(What to work on)
Beginning with the line that holds "of the utility", set down each line of the data below through the very last, exactly as given, and nothing beyond that.

-- Start --

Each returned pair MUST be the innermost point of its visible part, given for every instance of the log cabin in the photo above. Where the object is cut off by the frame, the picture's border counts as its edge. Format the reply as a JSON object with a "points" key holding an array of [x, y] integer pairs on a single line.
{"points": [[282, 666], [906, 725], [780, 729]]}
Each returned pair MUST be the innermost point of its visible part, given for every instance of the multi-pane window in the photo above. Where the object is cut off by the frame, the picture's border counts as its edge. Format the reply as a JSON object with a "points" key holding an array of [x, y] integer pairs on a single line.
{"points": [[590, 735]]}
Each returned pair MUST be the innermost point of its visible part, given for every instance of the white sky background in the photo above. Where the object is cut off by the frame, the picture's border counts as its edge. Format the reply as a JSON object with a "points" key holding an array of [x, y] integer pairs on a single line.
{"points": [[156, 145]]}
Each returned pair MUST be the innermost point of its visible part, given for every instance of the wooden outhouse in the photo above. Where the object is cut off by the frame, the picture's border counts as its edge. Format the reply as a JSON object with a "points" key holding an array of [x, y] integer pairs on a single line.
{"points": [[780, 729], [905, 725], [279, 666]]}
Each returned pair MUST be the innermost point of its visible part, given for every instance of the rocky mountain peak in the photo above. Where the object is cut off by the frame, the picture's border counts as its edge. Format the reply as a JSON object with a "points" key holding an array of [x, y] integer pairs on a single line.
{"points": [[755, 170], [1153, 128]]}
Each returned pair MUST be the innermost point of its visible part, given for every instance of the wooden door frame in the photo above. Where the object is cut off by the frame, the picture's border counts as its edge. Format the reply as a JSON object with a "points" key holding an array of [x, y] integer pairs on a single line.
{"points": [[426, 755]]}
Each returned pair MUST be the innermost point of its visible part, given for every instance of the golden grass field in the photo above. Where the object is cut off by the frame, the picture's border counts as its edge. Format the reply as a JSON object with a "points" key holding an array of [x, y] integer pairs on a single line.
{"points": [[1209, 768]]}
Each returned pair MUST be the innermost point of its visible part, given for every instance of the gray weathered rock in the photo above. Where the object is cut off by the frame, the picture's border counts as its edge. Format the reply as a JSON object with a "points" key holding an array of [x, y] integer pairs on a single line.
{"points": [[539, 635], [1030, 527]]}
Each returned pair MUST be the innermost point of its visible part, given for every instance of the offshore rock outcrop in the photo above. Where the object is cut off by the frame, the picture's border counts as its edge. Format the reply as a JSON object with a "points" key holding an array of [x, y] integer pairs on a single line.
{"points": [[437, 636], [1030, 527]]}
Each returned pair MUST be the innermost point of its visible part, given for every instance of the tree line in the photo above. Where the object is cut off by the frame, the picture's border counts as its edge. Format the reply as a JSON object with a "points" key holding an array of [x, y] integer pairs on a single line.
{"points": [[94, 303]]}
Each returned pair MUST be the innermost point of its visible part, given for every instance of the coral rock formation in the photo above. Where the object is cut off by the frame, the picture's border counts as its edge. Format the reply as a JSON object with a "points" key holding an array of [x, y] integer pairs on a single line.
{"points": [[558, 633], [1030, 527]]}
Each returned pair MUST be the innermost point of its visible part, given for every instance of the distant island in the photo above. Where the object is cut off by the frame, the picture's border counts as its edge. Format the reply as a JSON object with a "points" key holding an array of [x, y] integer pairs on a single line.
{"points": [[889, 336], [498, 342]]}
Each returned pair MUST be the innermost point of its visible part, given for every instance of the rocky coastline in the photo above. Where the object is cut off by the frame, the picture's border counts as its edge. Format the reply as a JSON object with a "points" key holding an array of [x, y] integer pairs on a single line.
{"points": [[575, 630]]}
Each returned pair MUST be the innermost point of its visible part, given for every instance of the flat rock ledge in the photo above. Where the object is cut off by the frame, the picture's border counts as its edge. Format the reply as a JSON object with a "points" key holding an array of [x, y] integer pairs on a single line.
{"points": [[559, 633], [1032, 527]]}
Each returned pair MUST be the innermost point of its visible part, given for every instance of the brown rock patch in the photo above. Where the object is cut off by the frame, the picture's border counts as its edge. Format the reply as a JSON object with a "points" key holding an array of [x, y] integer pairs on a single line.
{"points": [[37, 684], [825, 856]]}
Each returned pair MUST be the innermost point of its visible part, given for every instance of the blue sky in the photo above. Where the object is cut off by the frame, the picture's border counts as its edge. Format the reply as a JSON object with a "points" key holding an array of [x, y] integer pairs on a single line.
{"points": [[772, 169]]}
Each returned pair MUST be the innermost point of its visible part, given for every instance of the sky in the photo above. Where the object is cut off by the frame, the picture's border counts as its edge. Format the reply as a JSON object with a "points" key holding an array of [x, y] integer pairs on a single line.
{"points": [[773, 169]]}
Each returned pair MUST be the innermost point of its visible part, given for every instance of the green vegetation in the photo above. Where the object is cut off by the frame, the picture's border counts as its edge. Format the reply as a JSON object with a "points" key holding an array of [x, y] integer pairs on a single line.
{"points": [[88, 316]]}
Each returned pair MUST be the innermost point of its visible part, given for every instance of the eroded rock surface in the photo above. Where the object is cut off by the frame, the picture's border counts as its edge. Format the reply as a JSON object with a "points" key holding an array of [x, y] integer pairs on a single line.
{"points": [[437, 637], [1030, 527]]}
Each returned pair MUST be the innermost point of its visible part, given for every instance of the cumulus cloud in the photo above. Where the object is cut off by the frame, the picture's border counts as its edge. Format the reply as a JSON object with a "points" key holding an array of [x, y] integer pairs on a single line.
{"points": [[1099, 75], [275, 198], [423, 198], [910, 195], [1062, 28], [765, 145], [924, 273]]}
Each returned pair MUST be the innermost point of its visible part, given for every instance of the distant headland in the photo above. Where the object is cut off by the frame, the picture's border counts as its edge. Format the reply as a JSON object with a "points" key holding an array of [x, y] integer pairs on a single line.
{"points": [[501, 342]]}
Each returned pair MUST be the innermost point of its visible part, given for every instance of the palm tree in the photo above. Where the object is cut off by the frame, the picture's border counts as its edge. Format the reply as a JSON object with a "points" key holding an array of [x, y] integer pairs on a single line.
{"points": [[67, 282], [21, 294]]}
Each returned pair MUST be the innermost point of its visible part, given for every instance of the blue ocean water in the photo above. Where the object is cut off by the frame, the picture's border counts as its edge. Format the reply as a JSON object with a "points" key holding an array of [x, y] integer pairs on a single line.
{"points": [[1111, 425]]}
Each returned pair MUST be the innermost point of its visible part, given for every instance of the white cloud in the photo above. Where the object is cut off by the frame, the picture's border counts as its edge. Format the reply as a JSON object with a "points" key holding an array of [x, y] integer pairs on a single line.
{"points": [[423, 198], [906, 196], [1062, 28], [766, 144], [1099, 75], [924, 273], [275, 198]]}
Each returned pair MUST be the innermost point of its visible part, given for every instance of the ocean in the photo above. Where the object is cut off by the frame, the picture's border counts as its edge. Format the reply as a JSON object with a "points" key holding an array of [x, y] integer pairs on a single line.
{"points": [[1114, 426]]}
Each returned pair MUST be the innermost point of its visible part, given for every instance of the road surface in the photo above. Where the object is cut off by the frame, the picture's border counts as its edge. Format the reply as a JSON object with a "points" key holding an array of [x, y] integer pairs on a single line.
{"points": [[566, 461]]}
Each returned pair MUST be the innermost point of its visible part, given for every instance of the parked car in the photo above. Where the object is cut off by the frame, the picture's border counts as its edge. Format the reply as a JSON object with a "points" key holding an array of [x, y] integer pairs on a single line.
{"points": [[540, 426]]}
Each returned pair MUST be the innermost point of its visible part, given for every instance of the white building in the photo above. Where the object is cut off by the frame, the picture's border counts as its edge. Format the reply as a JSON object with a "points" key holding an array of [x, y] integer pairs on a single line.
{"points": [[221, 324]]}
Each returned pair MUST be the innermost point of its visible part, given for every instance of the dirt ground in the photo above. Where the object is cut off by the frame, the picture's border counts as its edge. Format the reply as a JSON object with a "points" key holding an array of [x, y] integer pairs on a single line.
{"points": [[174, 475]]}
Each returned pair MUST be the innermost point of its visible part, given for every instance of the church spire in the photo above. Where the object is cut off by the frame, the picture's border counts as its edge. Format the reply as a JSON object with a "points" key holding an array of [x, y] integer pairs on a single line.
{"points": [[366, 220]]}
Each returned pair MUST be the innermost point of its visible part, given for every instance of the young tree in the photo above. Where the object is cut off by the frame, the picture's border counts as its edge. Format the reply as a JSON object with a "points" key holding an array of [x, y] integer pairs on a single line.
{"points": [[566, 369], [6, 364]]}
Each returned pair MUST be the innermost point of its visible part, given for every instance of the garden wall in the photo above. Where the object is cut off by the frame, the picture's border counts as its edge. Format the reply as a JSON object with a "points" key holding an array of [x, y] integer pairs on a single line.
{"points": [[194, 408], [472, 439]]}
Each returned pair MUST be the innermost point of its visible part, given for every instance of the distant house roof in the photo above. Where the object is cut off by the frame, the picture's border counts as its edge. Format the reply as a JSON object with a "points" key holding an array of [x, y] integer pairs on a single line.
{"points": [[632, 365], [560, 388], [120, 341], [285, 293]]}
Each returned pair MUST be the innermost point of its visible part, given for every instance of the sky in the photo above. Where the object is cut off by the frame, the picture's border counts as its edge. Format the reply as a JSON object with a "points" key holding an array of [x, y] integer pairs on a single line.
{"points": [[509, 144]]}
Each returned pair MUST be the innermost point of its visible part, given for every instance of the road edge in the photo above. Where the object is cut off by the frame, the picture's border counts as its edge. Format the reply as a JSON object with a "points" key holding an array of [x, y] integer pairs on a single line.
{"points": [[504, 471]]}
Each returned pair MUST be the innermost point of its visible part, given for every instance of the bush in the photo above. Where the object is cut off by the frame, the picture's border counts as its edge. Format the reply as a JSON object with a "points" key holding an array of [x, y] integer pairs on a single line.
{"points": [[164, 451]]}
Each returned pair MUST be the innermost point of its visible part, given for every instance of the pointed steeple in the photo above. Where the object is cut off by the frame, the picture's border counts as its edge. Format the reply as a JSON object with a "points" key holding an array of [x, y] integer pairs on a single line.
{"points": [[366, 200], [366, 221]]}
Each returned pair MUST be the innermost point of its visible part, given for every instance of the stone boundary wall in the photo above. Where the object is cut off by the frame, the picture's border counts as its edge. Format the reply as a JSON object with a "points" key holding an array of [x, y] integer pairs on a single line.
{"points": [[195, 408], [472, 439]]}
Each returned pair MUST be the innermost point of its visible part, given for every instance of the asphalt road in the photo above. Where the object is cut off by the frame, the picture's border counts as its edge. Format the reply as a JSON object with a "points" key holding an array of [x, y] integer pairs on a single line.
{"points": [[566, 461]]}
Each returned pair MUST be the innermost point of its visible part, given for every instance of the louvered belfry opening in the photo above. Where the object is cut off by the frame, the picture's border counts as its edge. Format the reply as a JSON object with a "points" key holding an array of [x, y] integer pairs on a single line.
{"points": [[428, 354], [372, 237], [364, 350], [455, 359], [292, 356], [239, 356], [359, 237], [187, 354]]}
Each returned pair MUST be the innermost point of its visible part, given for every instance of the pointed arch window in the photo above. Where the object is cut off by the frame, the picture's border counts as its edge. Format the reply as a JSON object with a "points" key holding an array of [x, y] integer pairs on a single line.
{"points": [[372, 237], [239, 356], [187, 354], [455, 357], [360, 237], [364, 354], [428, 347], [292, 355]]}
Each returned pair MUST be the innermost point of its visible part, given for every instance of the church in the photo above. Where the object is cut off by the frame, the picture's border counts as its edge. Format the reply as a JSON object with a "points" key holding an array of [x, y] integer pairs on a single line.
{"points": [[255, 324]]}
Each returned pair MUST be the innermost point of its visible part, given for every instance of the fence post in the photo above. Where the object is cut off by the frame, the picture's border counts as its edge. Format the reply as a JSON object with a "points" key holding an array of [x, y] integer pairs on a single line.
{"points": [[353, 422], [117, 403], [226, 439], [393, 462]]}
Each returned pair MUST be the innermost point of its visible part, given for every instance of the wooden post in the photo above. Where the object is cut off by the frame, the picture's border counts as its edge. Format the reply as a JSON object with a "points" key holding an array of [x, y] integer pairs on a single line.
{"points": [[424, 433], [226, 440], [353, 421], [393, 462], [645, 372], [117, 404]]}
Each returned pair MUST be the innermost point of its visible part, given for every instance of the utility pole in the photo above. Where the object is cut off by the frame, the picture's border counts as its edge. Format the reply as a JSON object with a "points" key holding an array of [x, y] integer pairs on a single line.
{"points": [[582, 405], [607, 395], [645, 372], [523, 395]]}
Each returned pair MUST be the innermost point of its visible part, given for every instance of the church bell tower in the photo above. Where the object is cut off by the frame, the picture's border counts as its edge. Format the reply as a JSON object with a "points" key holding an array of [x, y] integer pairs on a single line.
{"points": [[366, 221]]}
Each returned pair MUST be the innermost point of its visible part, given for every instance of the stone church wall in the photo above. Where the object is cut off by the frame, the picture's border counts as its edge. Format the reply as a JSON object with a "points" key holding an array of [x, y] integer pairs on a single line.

-- End --

(Solution to the problem)
Each returned pair MUST be the innermost point of its visible part, given for every instance of the utility pole in the photo above. Where the object is cut off by the frame, the picture's border counts as its edge. Format the reply as a JSON object with a "points" key holding an array of [x, y] integer pairs on a single line.
{"points": [[582, 405], [607, 395], [645, 372], [523, 395]]}
Each returned pair MUST be the innermost point of its visible part, given for every instance of the church bell tower in the photo above. Where the object is cut off by the frame, the picture's border counts as its edge. Format the reply as a JSON object with a "points" key holding an array of [x, y] integer pairs on a single line.
{"points": [[366, 221]]}
Each returned pair MUST be the innermost point of its visible part, given for every instance of the stone church wall in the photo above. Where the object is cut off by the frame, the picture's border counts as its edge. Format the reply as a JSON object with a "points" key holding an array of [x, y] integer pairs on a single line.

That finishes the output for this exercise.